---- Rows

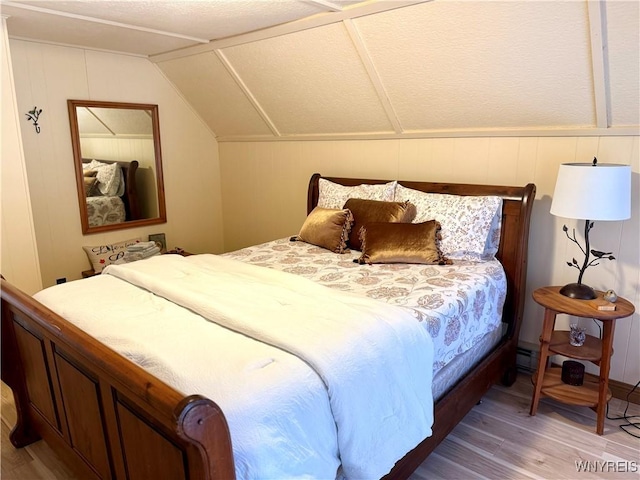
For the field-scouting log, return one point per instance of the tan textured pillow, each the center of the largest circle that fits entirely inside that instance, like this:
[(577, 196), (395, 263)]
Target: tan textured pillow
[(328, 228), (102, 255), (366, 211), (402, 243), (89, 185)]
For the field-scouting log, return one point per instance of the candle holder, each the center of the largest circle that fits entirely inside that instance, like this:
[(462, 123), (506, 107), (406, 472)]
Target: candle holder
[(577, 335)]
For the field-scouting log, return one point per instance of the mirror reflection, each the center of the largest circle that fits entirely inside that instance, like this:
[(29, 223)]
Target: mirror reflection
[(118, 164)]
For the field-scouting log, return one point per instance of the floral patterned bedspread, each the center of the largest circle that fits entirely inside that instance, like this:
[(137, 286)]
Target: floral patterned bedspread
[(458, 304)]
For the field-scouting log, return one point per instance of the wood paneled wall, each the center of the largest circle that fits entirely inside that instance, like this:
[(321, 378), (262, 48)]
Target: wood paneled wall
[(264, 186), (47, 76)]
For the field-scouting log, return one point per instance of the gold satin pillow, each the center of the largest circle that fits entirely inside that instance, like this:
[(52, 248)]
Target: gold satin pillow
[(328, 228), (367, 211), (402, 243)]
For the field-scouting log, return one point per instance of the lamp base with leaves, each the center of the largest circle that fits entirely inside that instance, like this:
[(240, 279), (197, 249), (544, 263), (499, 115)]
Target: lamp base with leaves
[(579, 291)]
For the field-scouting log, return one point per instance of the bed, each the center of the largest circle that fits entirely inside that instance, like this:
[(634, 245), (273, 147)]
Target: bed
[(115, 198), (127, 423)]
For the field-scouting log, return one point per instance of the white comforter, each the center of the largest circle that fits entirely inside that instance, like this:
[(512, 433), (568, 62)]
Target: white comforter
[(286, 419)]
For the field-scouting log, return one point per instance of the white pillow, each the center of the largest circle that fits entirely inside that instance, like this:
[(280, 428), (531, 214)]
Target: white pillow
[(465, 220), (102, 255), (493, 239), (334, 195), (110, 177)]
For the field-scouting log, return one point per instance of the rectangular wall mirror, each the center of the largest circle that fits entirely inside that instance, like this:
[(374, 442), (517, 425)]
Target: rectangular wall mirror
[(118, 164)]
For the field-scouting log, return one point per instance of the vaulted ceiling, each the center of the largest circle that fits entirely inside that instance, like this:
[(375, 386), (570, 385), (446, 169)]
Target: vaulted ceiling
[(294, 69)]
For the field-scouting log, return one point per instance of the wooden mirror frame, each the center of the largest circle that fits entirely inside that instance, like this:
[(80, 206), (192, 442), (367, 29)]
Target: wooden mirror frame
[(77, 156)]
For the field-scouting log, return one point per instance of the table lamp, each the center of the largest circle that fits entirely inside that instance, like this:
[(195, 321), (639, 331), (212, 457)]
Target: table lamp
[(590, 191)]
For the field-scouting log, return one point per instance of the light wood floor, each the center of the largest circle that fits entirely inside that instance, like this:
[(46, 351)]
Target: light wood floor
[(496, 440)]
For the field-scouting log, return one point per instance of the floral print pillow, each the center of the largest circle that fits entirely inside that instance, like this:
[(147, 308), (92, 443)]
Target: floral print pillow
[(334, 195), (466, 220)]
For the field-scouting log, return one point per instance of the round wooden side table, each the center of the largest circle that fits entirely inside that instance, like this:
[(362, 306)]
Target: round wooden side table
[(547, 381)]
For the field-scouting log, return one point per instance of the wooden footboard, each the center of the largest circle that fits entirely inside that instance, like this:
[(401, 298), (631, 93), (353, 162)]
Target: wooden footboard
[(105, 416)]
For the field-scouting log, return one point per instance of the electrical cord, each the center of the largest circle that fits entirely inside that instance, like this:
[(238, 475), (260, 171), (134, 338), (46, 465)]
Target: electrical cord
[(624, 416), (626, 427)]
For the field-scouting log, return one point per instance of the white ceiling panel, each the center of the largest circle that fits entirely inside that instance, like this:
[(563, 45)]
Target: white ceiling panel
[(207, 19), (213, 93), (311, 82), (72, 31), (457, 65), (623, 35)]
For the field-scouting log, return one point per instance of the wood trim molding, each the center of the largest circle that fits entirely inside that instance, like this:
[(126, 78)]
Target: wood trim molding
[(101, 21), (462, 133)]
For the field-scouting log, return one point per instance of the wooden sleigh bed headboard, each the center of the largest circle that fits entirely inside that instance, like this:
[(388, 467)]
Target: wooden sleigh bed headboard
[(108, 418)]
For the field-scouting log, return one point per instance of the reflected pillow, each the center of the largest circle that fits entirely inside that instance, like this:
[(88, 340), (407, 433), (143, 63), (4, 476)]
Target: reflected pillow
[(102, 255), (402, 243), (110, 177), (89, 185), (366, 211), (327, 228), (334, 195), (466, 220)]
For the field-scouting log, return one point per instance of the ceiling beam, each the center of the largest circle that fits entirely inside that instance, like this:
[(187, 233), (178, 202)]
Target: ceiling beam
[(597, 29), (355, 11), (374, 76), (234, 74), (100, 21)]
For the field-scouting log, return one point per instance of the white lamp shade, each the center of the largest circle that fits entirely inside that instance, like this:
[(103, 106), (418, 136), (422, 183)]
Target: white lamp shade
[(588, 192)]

--------

Task objective - Rewrite the part of the material that opens with the line containing "of the reflected" and closes at the end of the material, keeping every line. Shift each coordinate in the answers by adding 132 to it, and leave all other numbers unchanged.

Right answer -
For the field-scouting log, return one point per instance of the reflected pillow, each the center of the largest circle that fits entirely inside that instance, like this:
[(88, 340), (407, 433), (143, 63), (4, 476)]
Target: reflected pillow
[(234, 387), (534, 375), (242, 309), (221, 317), (498, 343), (459, 360), (466, 327), (598, 352)]
For the field-scouting log, return one point per instance of the ceiling beam, each the center of the largest circle that fits entirely inside that instance, like this:
[(187, 233), (178, 202)]
Target: ceiling beam
[(729, 161), (487, 143), (506, 208), (366, 206), (232, 153)]
For the field-scouting log, return one point per instance of the white lamp shade, each the center of the largest circle that fits entirely inside that instance, like this:
[(103, 106), (418, 136), (422, 183)]
Target: white lamp shade
[(720, 324)]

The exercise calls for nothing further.